- **STATED PROBLEM**
Count how many lines in the items below contain the string "window". Reply with that number alone.

****

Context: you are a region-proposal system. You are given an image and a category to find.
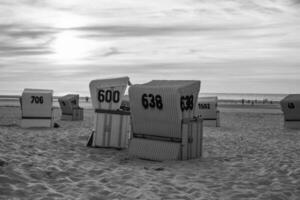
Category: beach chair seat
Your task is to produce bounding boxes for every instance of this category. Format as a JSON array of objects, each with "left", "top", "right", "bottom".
[
  {"left": 58, "top": 94, "right": 83, "bottom": 121},
  {"left": 280, "top": 94, "right": 300, "bottom": 129},
  {"left": 20, "top": 88, "right": 53, "bottom": 128},
  {"left": 87, "top": 77, "right": 130, "bottom": 148},
  {"left": 129, "top": 80, "right": 202, "bottom": 161},
  {"left": 197, "top": 97, "right": 220, "bottom": 127}
]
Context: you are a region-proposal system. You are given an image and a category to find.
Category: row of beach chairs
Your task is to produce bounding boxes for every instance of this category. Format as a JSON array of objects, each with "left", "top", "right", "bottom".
[{"left": 17, "top": 77, "right": 300, "bottom": 161}]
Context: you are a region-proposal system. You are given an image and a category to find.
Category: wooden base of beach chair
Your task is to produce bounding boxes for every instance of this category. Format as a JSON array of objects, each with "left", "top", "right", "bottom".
[
  {"left": 129, "top": 138, "right": 181, "bottom": 161},
  {"left": 284, "top": 120, "right": 300, "bottom": 129},
  {"left": 21, "top": 119, "right": 52, "bottom": 128}
]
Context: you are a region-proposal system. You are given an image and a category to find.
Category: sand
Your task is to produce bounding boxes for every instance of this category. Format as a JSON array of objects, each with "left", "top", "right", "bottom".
[{"left": 0, "top": 105, "right": 300, "bottom": 200}]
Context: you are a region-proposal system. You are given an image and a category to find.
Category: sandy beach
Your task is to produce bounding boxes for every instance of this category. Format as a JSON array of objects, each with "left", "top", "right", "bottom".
[{"left": 0, "top": 104, "right": 300, "bottom": 200}]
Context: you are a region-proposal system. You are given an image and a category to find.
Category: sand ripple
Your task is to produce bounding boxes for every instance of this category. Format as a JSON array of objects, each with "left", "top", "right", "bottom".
[{"left": 0, "top": 107, "right": 300, "bottom": 200}]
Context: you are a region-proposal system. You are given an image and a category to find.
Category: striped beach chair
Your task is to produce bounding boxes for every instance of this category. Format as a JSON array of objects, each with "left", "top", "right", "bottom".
[
  {"left": 58, "top": 94, "right": 83, "bottom": 121},
  {"left": 197, "top": 97, "right": 220, "bottom": 127},
  {"left": 87, "top": 77, "right": 130, "bottom": 148},
  {"left": 20, "top": 88, "right": 53, "bottom": 128},
  {"left": 280, "top": 94, "right": 300, "bottom": 129},
  {"left": 129, "top": 80, "right": 202, "bottom": 161}
]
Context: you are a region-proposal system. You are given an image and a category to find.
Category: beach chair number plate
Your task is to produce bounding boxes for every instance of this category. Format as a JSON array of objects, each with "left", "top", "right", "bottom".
[
  {"left": 180, "top": 95, "right": 194, "bottom": 111},
  {"left": 30, "top": 96, "right": 44, "bottom": 104},
  {"left": 142, "top": 94, "right": 163, "bottom": 110},
  {"left": 98, "top": 90, "right": 120, "bottom": 103}
]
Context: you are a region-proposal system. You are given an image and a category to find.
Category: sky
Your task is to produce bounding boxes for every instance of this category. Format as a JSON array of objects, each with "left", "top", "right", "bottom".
[{"left": 0, "top": 0, "right": 300, "bottom": 95}]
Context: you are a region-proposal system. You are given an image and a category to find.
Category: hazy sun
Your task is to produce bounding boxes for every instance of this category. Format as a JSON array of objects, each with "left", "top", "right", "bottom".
[{"left": 51, "top": 31, "right": 94, "bottom": 63}]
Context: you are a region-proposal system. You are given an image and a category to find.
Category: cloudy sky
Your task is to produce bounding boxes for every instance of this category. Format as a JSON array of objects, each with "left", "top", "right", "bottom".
[{"left": 0, "top": 0, "right": 300, "bottom": 94}]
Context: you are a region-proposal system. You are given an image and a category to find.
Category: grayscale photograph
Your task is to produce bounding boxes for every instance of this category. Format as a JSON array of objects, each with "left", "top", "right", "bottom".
[{"left": 0, "top": 0, "right": 300, "bottom": 200}]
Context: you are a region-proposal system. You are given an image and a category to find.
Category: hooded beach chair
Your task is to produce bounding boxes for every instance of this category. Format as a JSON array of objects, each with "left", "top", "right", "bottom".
[
  {"left": 280, "top": 94, "right": 300, "bottom": 129},
  {"left": 129, "top": 80, "right": 202, "bottom": 161},
  {"left": 20, "top": 89, "right": 53, "bottom": 128},
  {"left": 87, "top": 77, "right": 130, "bottom": 148},
  {"left": 197, "top": 97, "right": 220, "bottom": 127},
  {"left": 58, "top": 94, "right": 83, "bottom": 121}
]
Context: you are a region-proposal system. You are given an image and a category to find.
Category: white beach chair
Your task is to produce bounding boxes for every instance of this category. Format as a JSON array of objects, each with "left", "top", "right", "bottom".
[
  {"left": 58, "top": 94, "right": 83, "bottom": 121},
  {"left": 129, "top": 80, "right": 202, "bottom": 161},
  {"left": 197, "top": 97, "right": 220, "bottom": 127},
  {"left": 280, "top": 94, "right": 300, "bottom": 129},
  {"left": 87, "top": 77, "right": 130, "bottom": 148},
  {"left": 20, "top": 89, "right": 53, "bottom": 128}
]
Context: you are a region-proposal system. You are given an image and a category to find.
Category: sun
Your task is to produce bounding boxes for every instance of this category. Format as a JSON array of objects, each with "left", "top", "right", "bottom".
[{"left": 51, "top": 31, "right": 94, "bottom": 64}]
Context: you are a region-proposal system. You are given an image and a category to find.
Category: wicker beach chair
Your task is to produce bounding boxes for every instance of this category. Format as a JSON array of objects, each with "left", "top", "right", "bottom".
[
  {"left": 280, "top": 94, "right": 300, "bottom": 129},
  {"left": 58, "top": 94, "right": 83, "bottom": 121}
]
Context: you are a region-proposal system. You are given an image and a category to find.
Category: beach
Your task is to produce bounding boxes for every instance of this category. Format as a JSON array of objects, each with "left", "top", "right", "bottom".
[{"left": 0, "top": 103, "right": 300, "bottom": 200}]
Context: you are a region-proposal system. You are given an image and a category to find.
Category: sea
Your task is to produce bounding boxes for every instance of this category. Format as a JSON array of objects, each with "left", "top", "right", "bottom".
[{"left": 0, "top": 90, "right": 288, "bottom": 101}]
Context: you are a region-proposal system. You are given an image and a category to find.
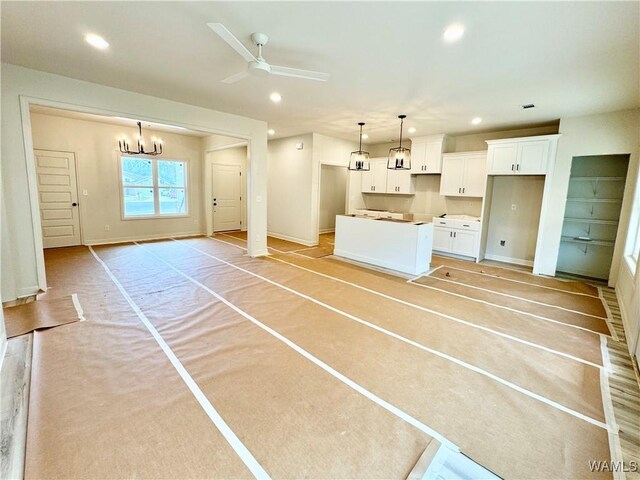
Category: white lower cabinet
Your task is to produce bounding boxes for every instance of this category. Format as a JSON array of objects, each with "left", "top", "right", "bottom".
[{"left": 433, "top": 217, "right": 481, "bottom": 258}]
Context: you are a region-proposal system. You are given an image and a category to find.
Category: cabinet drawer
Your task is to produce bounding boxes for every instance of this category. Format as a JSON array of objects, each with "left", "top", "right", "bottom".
[{"left": 433, "top": 217, "right": 482, "bottom": 232}]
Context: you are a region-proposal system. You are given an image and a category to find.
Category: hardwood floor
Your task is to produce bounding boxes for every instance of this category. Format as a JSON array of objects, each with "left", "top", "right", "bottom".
[{"left": 602, "top": 288, "right": 640, "bottom": 480}]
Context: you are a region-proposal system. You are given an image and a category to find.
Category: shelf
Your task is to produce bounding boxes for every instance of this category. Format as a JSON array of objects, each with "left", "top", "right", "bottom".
[
  {"left": 569, "top": 177, "right": 626, "bottom": 182},
  {"left": 567, "top": 198, "right": 622, "bottom": 203},
  {"left": 564, "top": 217, "right": 618, "bottom": 225},
  {"left": 560, "top": 236, "right": 615, "bottom": 247}
]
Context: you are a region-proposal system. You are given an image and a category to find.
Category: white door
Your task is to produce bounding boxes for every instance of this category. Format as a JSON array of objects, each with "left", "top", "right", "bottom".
[
  {"left": 34, "top": 150, "right": 81, "bottom": 248},
  {"left": 452, "top": 230, "right": 477, "bottom": 257},
  {"left": 433, "top": 227, "right": 453, "bottom": 252},
  {"left": 516, "top": 140, "right": 549, "bottom": 175},
  {"left": 440, "top": 157, "right": 466, "bottom": 196},
  {"left": 489, "top": 143, "right": 518, "bottom": 175},
  {"left": 212, "top": 163, "right": 242, "bottom": 232}
]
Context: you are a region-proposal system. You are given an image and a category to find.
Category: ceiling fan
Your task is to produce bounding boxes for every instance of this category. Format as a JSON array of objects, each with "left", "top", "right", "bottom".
[{"left": 207, "top": 23, "right": 331, "bottom": 83}]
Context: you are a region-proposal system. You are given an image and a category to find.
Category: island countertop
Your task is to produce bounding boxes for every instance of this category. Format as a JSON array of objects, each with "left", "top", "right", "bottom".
[{"left": 334, "top": 215, "right": 433, "bottom": 275}]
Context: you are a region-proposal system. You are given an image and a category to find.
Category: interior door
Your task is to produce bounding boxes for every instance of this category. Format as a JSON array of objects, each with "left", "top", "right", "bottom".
[
  {"left": 34, "top": 150, "right": 81, "bottom": 248},
  {"left": 212, "top": 163, "right": 242, "bottom": 232}
]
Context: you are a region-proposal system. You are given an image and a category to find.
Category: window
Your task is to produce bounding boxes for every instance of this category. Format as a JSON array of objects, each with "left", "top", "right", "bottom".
[{"left": 120, "top": 157, "right": 187, "bottom": 218}]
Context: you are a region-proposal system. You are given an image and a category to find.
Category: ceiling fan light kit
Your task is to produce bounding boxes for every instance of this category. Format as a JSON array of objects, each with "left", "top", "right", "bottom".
[
  {"left": 348, "top": 122, "right": 371, "bottom": 172},
  {"left": 207, "top": 23, "right": 331, "bottom": 83},
  {"left": 387, "top": 115, "right": 411, "bottom": 170}
]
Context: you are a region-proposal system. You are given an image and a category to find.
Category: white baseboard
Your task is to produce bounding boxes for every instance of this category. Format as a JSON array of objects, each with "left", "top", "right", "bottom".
[
  {"left": 267, "top": 232, "right": 317, "bottom": 247},
  {"left": 484, "top": 254, "right": 533, "bottom": 267},
  {"left": 84, "top": 232, "right": 204, "bottom": 246}
]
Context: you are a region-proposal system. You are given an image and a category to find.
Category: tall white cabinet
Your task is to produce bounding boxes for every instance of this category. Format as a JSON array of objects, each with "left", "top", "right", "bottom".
[{"left": 440, "top": 152, "right": 487, "bottom": 197}]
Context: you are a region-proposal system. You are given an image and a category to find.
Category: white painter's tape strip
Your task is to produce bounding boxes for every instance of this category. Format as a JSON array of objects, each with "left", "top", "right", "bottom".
[
  {"left": 432, "top": 264, "right": 598, "bottom": 298},
  {"left": 178, "top": 240, "right": 607, "bottom": 428},
  {"left": 71, "top": 293, "right": 86, "bottom": 322},
  {"left": 89, "top": 246, "right": 270, "bottom": 479},
  {"left": 258, "top": 246, "right": 601, "bottom": 368},
  {"left": 407, "top": 280, "right": 605, "bottom": 336},
  {"left": 136, "top": 239, "right": 460, "bottom": 451},
  {"left": 598, "top": 287, "right": 620, "bottom": 342}
]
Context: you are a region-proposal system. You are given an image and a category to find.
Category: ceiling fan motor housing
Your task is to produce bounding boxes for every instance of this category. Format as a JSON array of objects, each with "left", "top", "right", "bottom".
[{"left": 248, "top": 61, "right": 271, "bottom": 77}]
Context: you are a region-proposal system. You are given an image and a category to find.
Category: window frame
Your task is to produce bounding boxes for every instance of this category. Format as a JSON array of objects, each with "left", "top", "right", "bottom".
[{"left": 118, "top": 154, "right": 191, "bottom": 222}]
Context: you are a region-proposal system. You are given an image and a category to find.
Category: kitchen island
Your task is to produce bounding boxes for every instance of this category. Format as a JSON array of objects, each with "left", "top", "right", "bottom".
[{"left": 333, "top": 215, "right": 433, "bottom": 275}]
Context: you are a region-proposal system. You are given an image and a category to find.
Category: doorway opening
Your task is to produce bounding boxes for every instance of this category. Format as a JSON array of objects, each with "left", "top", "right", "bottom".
[
  {"left": 318, "top": 164, "right": 349, "bottom": 235},
  {"left": 205, "top": 142, "right": 248, "bottom": 235}
]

****

- **FINISHED TASK**
2